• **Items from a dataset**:

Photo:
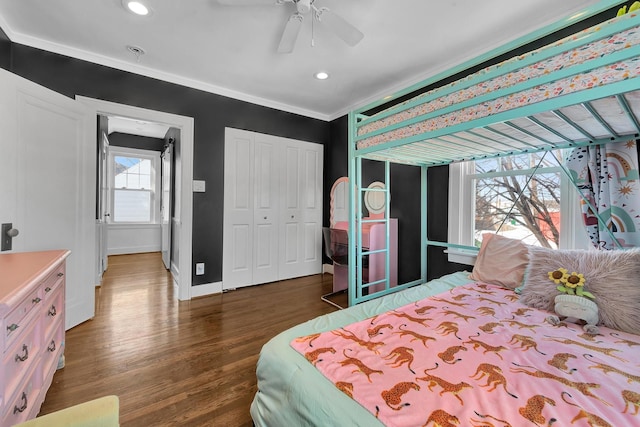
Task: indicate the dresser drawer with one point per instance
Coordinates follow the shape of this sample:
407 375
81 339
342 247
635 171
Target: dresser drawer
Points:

• **About this exercise**: Starting at the line with "Task: indicate the", copy every line down to the last one above, exactly as written and with nothing else.

• **Answer for the task**:
Task: indicate the dresser drawer with one point per instance
Coordinates follow the shape of this sample:
407 375
81 339
342 247
635 171
Target: dresser drawer
Points:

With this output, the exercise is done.